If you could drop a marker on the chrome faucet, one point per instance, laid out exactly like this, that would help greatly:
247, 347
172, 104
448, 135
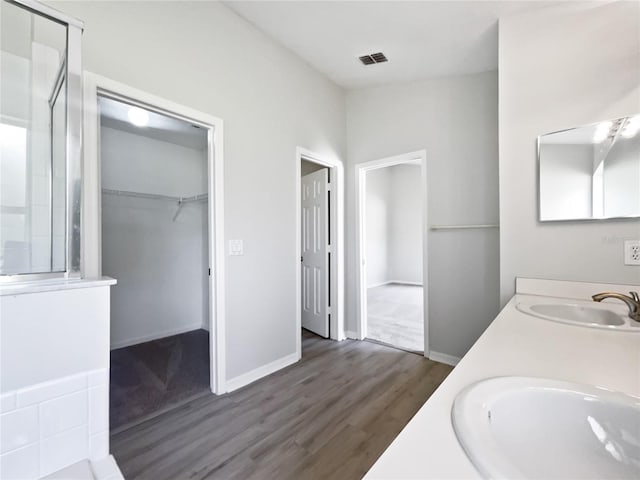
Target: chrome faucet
633, 302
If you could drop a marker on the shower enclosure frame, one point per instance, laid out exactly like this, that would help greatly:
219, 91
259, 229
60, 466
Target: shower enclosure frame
73, 144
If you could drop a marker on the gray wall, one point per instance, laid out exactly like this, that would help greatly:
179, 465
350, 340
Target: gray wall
309, 167
394, 225
582, 66
206, 57
455, 120
622, 178
378, 211
405, 224
161, 266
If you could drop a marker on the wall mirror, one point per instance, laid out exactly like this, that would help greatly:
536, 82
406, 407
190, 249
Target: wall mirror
590, 172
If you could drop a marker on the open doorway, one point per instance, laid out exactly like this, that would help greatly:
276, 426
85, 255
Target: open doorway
392, 251
320, 239
155, 237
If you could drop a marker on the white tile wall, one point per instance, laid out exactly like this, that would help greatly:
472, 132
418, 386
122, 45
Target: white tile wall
48, 390
54, 424
21, 464
7, 402
62, 413
18, 428
63, 450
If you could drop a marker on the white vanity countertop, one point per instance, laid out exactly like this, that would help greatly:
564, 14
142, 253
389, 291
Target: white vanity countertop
54, 285
514, 344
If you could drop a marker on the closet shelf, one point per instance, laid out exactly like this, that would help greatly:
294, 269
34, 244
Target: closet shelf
462, 227
181, 201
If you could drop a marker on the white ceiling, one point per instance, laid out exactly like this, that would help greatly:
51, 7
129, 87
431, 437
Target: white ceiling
421, 39
114, 114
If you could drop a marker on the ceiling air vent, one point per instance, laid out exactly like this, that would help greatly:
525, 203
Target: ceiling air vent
373, 58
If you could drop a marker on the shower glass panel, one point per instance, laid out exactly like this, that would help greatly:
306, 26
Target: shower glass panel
33, 142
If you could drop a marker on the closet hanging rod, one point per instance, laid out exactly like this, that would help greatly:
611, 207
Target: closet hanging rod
462, 227
155, 196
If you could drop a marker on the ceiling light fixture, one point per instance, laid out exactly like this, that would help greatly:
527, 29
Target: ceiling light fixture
138, 116
602, 132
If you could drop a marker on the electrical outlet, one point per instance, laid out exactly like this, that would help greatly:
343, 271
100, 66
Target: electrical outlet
632, 252
236, 247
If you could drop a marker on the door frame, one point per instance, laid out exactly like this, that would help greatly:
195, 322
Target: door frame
336, 224
361, 170
96, 86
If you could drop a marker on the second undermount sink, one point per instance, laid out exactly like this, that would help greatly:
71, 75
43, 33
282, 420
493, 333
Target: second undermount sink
526, 428
576, 312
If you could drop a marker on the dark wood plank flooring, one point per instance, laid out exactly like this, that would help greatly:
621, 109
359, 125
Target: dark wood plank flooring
331, 415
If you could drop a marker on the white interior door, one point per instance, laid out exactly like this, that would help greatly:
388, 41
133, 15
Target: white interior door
315, 242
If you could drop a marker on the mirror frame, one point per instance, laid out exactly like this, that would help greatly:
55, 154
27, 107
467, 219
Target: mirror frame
538, 167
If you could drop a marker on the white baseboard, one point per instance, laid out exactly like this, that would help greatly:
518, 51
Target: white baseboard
397, 282
443, 358
352, 335
404, 282
256, 374
154, 336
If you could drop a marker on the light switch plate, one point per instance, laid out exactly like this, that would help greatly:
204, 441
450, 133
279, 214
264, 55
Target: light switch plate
236, 247
632, 252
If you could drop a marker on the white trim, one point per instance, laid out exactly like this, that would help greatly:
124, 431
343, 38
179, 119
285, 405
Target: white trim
352, 335
262, 371
419, 157
444, 358
382, 284
337, 226
397, 282
91, 188
154, 336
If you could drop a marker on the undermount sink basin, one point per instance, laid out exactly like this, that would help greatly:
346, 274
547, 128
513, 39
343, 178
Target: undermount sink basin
589, 314
521, 427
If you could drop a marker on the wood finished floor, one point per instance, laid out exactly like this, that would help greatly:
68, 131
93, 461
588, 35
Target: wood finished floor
330, 415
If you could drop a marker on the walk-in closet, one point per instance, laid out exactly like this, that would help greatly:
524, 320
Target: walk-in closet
155, 241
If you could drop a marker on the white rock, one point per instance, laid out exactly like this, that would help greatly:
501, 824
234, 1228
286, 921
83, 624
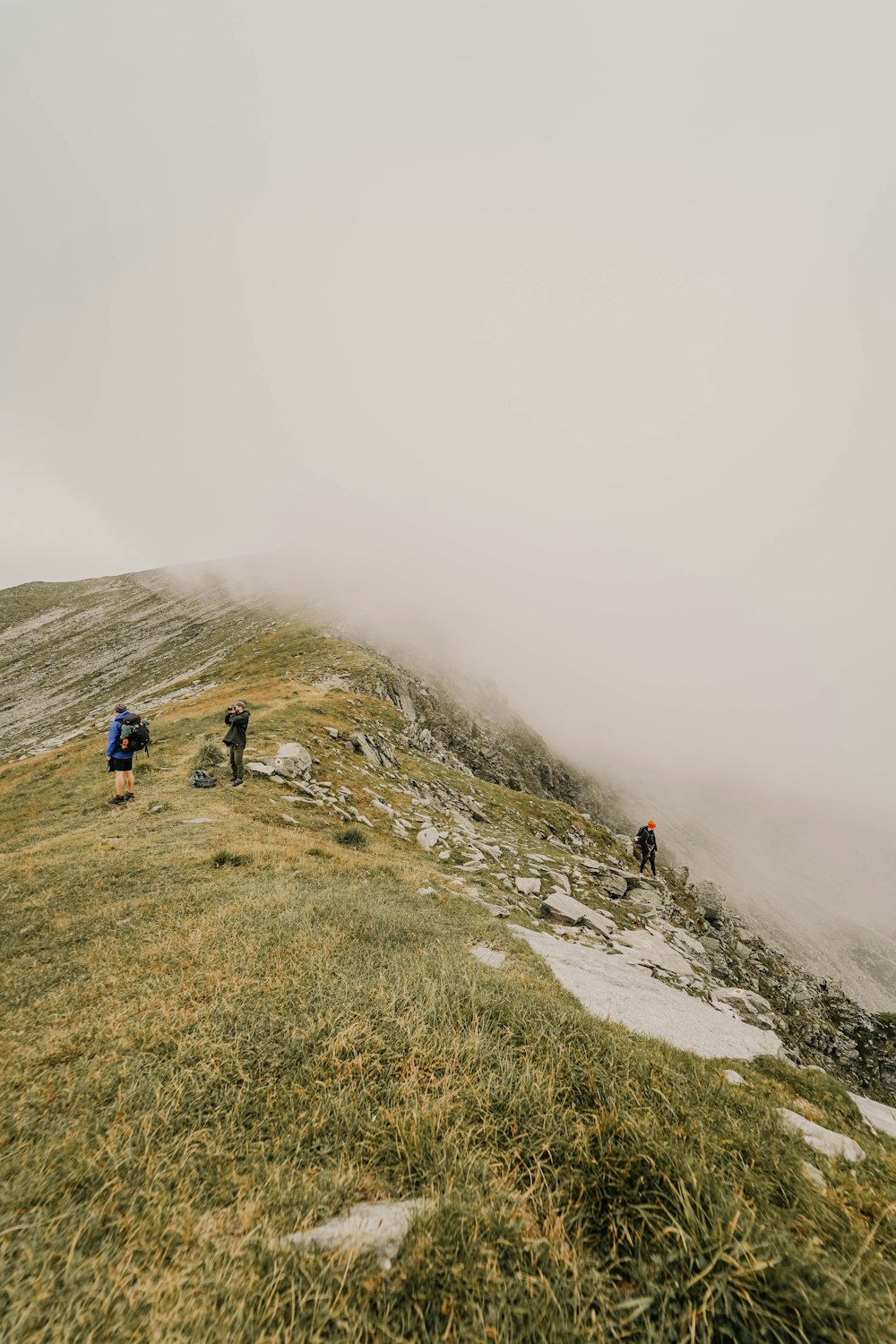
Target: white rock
826, 1142
371, 1228
573, 911
876, 1115
651, 949
487, 956
427, 838
614, 884
622, 989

- - - - - - -

**Your assignment:**
It would help to have the listing above repeated exactly, with all images removed.

**The completed task:**
If you could drop a marker on the chrome faucet, one point per instance, laid out exactly like this, that would help greatly:
247, 347
172, 104
448, 135
Target: chrome faucet
633, 302
If you could drop a marker on the shower enclosure frame, one point per instance, laid out exactly like this, that would help greatly:
219, 91
259, 229
60, 466
Target: shower enclosure frame
73, 144
If you could drop a marker on the gray wall, one point per instance, laid out exactly like this, that would help greatly:
179, 465
350, 340
Target: gray wall
309, 167
394, 225
582, 66
206, 57
455, 120
622, 178
378, 211
405, 224
161, 266
If you could drop a marker on the wall mirror, one point per instance, laid out exactly like this, that would help greatly:
536, 82
406, 407
190, 249
Target: wall mirror
590, 172
If you could drop a marker on the open doorway, one point per instance, laid out exactly like this, that would help greatly:
276, 426
85, 255
Target: open doorway
392, 251
320, 239
155, 237
If you could drop a marker on the white tile wall, one point per instance, laid out exactly like this, that would help greatly:
472, 132
418, 386
122, 45
Target: white tile wall
48, 390
54, 424
21, 464
7, 402
62, 413
18, 428
63, 450
If you could drop a marker on the white vanity countertop, one point per instance, laid out exactly like this, that would help greatly:
564, 14
142, 253
389, 291
Target: white vanity countertop
54, 285
514, 344
If you could drop a marker on the closet shelf, one point per instance, laid out exactly like this, that would help greatly:
294, 269
34, 244
Target: closet shelf
462, 227
181, 201
If you could drop a marker on the white ceiling, one point per instance, laid out exactly like this, that would help greatly:
51, 7
129, 87
431, 437
Target: white ceiling
421, 39
114, 114
If you could drop a marker on the ceiling air vent, one point per instance, laid out exactly like this, that would help greatly:
525, 203
Target: ceiling air vent
373, 58
If you could drop a marker on the shower glass panel, one point per instance, laid out exactly like this, that would help greatly:
306, 26
Target: shower glass panel
33, 142
If you could drop a marker on the closet hanging rod, one point per instance, laid out exactly like this, that would help greatly:
611, 207
Target: closet hanging rod
462, 227
155, 196
If you could drop a marker on the ceiling light fixture, one point per instance, laid out exactly like this, that would help greatly:
527, 29
Target: ceiling light fixture
138, 116
602, 132
If you could drop a marker on the electrical outlet, one point per instance, laid out exactly like this, that would help greatly:
343, 271
100, 66
Target: electrical outlet
632, 252
236, 247
If you could drop a marker on the door frame, one point per instance, laid out exactly like this, that would help greatly:
195, 322
Target: door frame
336, 224
361, 170
96, 86
If you could drop a marker on the second undermount sink, one point per instance, laid out exactly like this, that would help greatly:
71, 75
43, 33
282, 420
493, 333
Target: second undermount sink
526, 428
576, 312
If you could drop a marker on the dark wood plank flooring, one point per instance, laid out exactly like this, that would help greatly:
621, 109
359, 125
Target: dark wood plank flooring
331, 415
If you could drop a marker on the white interior door, one point per instance, laid out exactly like this, that would help greatly:
388, 41
133, 15
Target: white interior door
315, 242
If you could drop a marker on the mirror frame, one point per instance, laid out exactly like this, that would help greatly:
55, 154
27, 107
467, 219
Target: mirror frame
538, 167
If you could drop a marker on the white baseboard, one point per instance, laid out exactly like this, that would help greatly:
518, 51
Target: white baseboard
397, 282
443, 358
352, 335
404, 282
256, 374
154, 336
If you could drop a marker on the light switch plate, one point per instance, laid out exactly like this, that would help greatly:
204, 441
450, 133
279, 214
264, 55
Target: light switch plate
236, 247
632, 252
If you could drop a marker on the white trim, one point per instance, laid out exactly like this, that would help greatly:
124, 431
343, 38
179, 119
285, 405
Target: white trim
352, 335
262, 371
419, 157
444, 358
382, 284
337, 226
397, 282
91, 188
154, 336
If you could drop a marker on the undermount sink basin, one point per instance, laid out exactly like this, that would help greatly:
346, 274
547, 128
513, 39
343, 178
Target: undermount sink basin
589, 314
521, 427
If you could drop a marker on the wood finished floor, one point per instance, laid out exactly like this, that would help greatly:
68, 131
93, 461
588, 35
Target: wood finished floor
330, 415
If you could drop a marker on the walk-in closet, one point per instance, laid out exactly like this, that would help greatly:
524, 320
Target: walk-in closet
155, 241
If you could drop a marker on the white rock, one point per instance, laid out exactly like this, that would help greatly:
501, 824
234, 1228
286, 921
83, 624
Target: white rock
826, 1142
371, 1228
573, 911
876, 1115
651, 949
487, 956
427, 838
614, 884
622, 989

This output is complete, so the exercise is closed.